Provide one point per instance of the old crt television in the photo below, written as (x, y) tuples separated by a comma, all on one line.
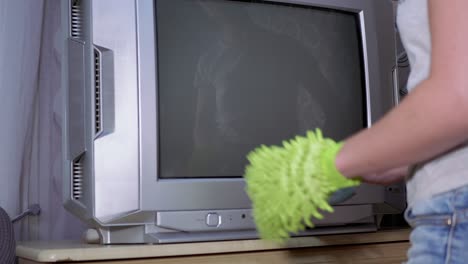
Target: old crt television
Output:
[(164, 99)]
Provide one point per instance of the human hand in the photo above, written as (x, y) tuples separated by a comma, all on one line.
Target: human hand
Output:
[(386, 177), (290, 185)]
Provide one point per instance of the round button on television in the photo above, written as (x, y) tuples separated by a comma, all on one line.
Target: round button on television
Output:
[(213, 220)]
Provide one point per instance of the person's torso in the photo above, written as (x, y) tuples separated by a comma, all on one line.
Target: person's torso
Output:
[(447, 171)]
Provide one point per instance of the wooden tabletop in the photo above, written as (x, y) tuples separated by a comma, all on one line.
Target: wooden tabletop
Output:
[(75, 251)]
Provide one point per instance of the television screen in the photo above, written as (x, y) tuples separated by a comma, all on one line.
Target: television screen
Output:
[(233, 75)]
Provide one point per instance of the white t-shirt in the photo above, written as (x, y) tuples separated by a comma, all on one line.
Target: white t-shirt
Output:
[(450, 170)]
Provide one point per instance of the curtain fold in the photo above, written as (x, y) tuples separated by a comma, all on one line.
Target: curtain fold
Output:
[(30, 115)]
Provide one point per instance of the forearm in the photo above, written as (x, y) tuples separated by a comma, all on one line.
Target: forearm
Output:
[(429, 121)]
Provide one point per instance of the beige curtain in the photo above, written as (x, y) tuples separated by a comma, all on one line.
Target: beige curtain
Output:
[(30, 118)]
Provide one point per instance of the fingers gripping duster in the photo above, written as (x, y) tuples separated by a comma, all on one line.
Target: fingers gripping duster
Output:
[(291, 184)]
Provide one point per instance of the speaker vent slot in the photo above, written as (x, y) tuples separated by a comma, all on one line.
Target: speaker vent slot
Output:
[(97, 93), (76, 16), (77, 178)]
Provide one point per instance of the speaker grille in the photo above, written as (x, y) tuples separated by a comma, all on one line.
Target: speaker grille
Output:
[(77, 178), (97, 93), (76, 16)]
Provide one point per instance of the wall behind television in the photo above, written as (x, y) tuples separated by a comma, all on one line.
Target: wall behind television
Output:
[(30, 110)]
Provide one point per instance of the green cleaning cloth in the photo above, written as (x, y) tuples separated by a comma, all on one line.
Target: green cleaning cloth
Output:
[(290, 184)]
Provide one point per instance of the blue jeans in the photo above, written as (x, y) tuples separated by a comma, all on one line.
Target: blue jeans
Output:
[(440, 229)]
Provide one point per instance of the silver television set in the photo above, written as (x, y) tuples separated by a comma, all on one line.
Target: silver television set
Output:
[(164, 99)]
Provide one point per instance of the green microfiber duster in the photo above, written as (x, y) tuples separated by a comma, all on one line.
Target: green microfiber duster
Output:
[(289, 185)]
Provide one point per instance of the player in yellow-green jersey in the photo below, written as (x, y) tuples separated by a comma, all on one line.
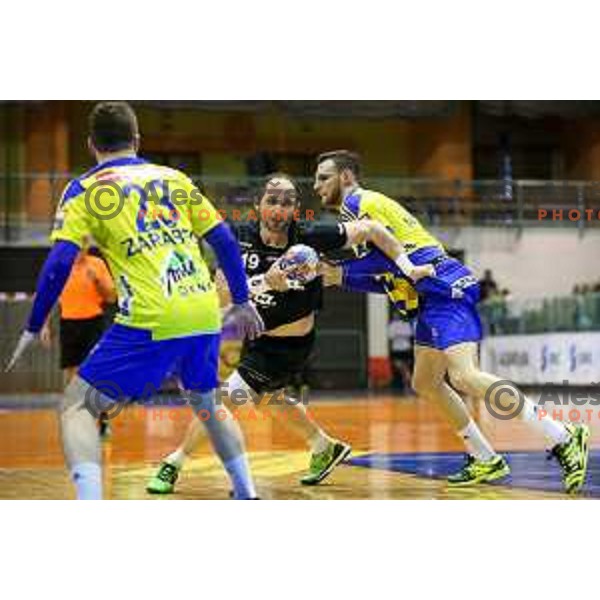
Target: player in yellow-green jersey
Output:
[(146, 219), (447, 328)]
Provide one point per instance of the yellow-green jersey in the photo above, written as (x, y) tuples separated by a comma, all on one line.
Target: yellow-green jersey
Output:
[(367, 204), (146, 219)]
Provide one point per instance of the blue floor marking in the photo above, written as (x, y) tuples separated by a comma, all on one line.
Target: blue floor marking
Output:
[(529, 470)]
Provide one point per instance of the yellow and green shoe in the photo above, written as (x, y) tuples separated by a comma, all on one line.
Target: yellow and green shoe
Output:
[(573, 457), (480, 471), (163, 481), (322, 463)]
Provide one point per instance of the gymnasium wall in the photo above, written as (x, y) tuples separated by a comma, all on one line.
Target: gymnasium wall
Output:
[(535, 263)]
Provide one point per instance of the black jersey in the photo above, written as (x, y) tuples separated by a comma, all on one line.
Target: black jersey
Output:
[(281, 308)]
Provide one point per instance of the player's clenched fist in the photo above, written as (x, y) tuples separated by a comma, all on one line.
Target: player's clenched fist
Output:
[(245, 319)]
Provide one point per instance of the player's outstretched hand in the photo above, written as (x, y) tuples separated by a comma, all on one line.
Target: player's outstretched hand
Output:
[(276, 278), (27, 339), (332, 274), (421, 271), (246, 320)]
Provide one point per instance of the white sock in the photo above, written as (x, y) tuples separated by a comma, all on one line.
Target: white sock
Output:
[(176, 458), (319, 442), (87, 478), (476, 443), (241, 479), (555, 431)]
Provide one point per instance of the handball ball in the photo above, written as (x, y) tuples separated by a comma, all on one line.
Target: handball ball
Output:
[(300, 263)]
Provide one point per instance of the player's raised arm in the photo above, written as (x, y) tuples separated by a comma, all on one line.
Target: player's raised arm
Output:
[(367, 230), (208, 225), (71, 227)]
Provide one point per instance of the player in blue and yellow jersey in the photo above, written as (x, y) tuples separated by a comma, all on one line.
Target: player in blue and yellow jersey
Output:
[(146, 219), (447, 328)]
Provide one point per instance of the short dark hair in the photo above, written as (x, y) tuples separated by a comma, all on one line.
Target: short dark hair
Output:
[(343, 159), (113, 126), (279, 175)]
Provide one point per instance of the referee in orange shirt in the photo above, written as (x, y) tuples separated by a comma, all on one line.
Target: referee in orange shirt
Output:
[(88, 291)]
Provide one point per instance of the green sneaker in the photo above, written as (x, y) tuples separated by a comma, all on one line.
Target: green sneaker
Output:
[(480, 471), (163, 482), (323, 463), (573, 456)]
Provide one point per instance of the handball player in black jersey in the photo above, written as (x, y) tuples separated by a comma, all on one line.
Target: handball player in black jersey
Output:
[(269, 363)]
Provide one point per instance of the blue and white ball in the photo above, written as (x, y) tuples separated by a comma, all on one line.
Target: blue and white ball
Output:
[(300, 264)]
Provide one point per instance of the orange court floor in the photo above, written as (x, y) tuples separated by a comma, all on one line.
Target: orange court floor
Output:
[(402, 449)]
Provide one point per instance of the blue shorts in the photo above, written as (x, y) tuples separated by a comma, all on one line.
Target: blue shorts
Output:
[(128, 363), (444, 322)]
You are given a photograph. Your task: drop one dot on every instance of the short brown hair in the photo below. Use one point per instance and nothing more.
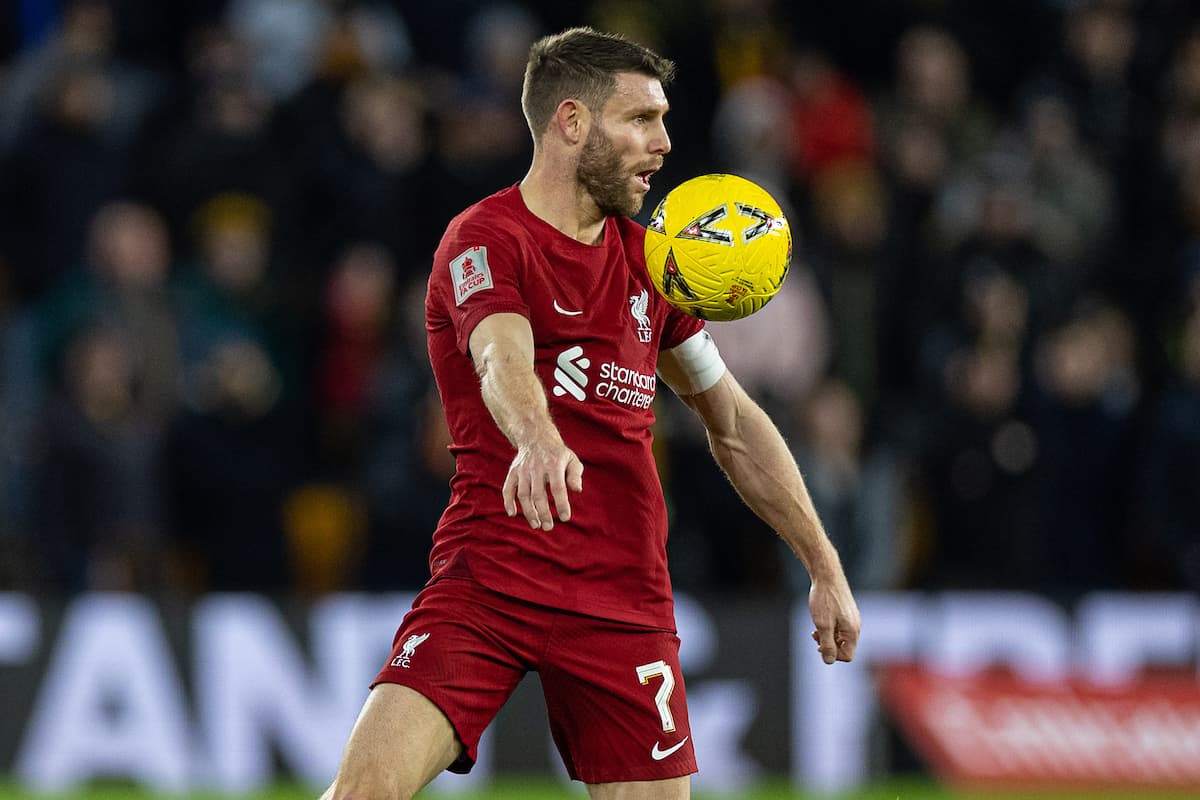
(582, 64)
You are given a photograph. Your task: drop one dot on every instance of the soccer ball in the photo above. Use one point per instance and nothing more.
(718, 247)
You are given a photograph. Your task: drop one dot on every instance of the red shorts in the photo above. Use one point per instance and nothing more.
(613, 691)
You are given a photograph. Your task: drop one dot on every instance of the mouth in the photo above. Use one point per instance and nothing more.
(643, 178)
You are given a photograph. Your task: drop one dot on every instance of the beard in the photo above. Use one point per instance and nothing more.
(603, 175)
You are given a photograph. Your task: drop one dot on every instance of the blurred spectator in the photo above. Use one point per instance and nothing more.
(291, 41)
(1091, 392)
(1169, 486)
(231, 458)
(931, 95)
(831, 118)
(369, 179)
(353, 349)
(405, 464)
(855, 269)
(60, 170)
(97, 501)
(481, 142)
(228, 292)
(982, 479)
(124, 286)
(856, 488)
(220, 138)
(83, 38)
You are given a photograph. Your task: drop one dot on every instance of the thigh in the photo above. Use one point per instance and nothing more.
(672, 788)
(462, 649)
(618, 709)
(400, 743)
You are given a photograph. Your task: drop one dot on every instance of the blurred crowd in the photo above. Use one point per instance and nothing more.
(217, 218)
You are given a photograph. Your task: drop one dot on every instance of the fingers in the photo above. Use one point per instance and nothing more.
(826, 643)
(509, 492)
(837, 643)
(525, 489)
(562, 504)
(575, 474)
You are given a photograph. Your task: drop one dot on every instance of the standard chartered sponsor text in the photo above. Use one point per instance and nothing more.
(625, 386)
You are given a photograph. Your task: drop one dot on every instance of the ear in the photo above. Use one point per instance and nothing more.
(571, 120)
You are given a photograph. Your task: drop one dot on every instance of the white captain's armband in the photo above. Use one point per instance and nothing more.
(696, 366)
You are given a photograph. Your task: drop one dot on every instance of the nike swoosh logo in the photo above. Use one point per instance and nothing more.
(659, 755)
(563, 311)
+ + + + +
Work to be completed — Please give an exact copy of the entries above, from the line with "Provide one point per instance of the green microfiber" down to the line with "Provide one point per instance of the player in yellow-green", inclusive, and nothing else.

Reply to the task —
Provide one point per instance of the green microfiber duster in the photo above, written as (x, y) tuples separated by a comma, all on one line.
Target: green microfiber duster
Output:
[(289, 185)]
Provide one point per instance of the player in yellow-green jersey in the photo below, written as (x, y) tuples separated by a comma, all on one line.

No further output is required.